- **Tasks**:
1 – Using the article about the Prospect Park rally, answer these:
(a) In which park did the rally take place?
(b) In what year did New York state repeal its statute of limitations law on rape?
(c) Who publicly apologized to the victim last week?
2 – Transcribe the part of the article about the Prospect Park rally that opens with the words containing "Several of the" and closes with "rape until 2006.".

- **Document text**:
►
On Monday, the New York City arm of the National Organization for Women (NOW) held a rally in Prospect Park, where the rape took place in 1994, and demanded better treatment of rape survivors. The NOW members were joined by rape survivors at the rally.

The advocates called for the New York Police Department (NYPD) to improve its investigative techniques and to increase the resources dedicated to sexual assault cases. 

The call for changes came on Martin Luther King Jr. Day. 

Several of the advocates cited the case of the woman who was raped in Prospect Park 24 years ago. NYPD recently solved that cold case, tying DNA found on the victim two decades ago to James Edward Webb, an inmate currently serving 75 years to life in prison for an unrelated crime.

The Prospect Park rape survivor, who is not being publicly identified, will not be able to bring her case against the suspect because of the statute of limitations law that was in place at the time of the rape. New York state didn’t repeal its statute of limitations law on rape until 2006.

In 1994, the victim faced skepticism when she reported the rape, according to NOW leaders, who said a newspaper columnist wrote a column in which he quoted police as casting doubt on her story. 

The public skepticism compounded the suffering and trauma the victim was enduring, NOW leaders said.

Last week, NYPD Deputy Commissioner John Miller, who was in charge of the NYPD public information office at the time of the rape, publicly apologized to the victim.

“An apology isn’t enough. This predator went on to terrorize five more women. The reality is we haven’t made enough progress. We see firsthand how survivors still face a hostile police force and court system. Outdated attitudes about victims continue to persist in our criminal justice system and the media today,” said NOW-NYC President Sonia Ossorio.

Ossorio said that despite the fact that the #MeToo is sweeping the country, women “need to lift our voices to demand change in our workplaces and in our justice system.” 

In a recent statement to The New York Times, the victim called for a series of criminal justice reforms including: changes in training techniques for police, DNA testing in cold cases and better treatment of sex crime victims. 

NOW is demanding that NYPD investigate to determine which officers cast doubt on the victim’s claims back in 1994, increase the size of the Special Victims Unit (SVU) and require a higher level of training for SVU officers, improve training for first responder cops on how to treat victims and commit to technology updates to enable more cold cases to be closed.
◄
- **Information provided**:
►
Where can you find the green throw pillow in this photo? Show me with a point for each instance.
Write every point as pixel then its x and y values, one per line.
◄
- **Outputs for the tasks**:
1 –
(a) Prospect Park
(b) 2006
(c) NYPD Deputy Commissioner John Miller

2 –
Several of the advocates cited the case of the woman who was raped in Prospect Park 24 years ago. NYPD recently solved that cold case, tying DNA found on the victim two decades ago to James Edward Webb, an inmate currently serving 75 years to life in prison for an unrelated crime.

The Prospect Park rape survivor, who is not being publicly identified, will not be able to bring her case against the suspect because of the statute of limitations law that was in place at the time of the rape. New York state didn’t repeal its statute of limitations law on rape until 2006.